● **EXERCISE**: Extract each line below that contains the string "balcony", copying every such line in full.

======== DATASET EXCERPTS ========

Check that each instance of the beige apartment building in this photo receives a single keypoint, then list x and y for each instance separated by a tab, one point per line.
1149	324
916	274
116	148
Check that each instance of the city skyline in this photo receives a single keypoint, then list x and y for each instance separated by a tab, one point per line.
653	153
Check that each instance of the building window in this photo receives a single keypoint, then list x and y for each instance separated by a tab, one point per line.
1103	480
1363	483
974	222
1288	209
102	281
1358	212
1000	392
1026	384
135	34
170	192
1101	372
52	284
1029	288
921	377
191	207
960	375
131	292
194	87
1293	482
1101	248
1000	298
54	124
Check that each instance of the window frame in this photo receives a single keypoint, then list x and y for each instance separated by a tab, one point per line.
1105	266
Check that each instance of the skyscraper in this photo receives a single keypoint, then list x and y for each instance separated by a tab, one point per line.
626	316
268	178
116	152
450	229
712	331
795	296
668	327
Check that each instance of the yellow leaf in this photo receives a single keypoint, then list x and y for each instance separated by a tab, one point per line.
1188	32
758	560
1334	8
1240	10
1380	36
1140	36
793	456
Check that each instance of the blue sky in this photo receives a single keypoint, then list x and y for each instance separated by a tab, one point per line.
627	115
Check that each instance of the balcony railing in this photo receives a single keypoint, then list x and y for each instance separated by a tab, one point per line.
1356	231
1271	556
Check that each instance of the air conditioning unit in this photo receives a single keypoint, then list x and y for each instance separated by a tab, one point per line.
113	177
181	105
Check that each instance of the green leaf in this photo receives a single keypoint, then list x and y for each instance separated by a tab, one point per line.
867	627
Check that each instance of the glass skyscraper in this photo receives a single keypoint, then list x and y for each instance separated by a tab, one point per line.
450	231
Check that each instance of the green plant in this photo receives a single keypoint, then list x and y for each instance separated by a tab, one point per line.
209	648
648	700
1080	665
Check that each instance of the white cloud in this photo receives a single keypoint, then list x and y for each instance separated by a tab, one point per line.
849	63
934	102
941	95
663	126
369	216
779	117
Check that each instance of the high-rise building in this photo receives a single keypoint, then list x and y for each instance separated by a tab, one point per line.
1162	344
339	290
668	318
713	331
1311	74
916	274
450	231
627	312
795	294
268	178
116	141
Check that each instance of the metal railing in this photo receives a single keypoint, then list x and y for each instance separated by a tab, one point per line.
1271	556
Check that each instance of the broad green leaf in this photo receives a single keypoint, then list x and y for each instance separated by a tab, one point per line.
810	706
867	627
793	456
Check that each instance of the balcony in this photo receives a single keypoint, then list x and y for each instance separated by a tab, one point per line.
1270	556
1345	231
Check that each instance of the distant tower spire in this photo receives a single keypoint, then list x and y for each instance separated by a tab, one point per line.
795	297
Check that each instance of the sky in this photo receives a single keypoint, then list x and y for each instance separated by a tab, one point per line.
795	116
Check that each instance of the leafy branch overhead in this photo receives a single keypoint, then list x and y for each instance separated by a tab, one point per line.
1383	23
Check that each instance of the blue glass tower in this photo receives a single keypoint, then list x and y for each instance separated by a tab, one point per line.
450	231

========
======== DATASET EXCERPTS ========

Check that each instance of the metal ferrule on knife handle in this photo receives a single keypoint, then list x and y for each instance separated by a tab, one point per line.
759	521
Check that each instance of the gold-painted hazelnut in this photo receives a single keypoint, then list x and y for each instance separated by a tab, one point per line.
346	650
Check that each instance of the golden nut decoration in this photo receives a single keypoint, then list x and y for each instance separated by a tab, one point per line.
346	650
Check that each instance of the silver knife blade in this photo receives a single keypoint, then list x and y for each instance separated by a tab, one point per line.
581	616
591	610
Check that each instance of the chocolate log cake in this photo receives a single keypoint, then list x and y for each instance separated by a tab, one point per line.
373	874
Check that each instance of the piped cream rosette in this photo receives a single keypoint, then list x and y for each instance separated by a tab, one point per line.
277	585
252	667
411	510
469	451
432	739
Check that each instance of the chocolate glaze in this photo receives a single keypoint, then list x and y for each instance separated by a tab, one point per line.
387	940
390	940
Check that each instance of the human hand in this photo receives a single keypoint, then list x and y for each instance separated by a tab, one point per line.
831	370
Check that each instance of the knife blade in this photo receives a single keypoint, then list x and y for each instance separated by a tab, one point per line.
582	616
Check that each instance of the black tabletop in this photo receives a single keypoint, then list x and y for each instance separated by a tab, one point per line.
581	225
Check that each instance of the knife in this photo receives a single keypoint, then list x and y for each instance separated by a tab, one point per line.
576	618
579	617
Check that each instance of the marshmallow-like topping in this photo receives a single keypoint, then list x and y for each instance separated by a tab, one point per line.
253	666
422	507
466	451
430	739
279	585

========

● **OUTPUT FOR THIS EXERCISE**:
Check that each instance of the balcony railing in this photo receives a single keypoint, then list x and y for each instance separated by a tab, one point per line.
Check that each instance of the balcony in this photo receives a single keypoint, then list x and y for each instance separated by a tab, one point per line.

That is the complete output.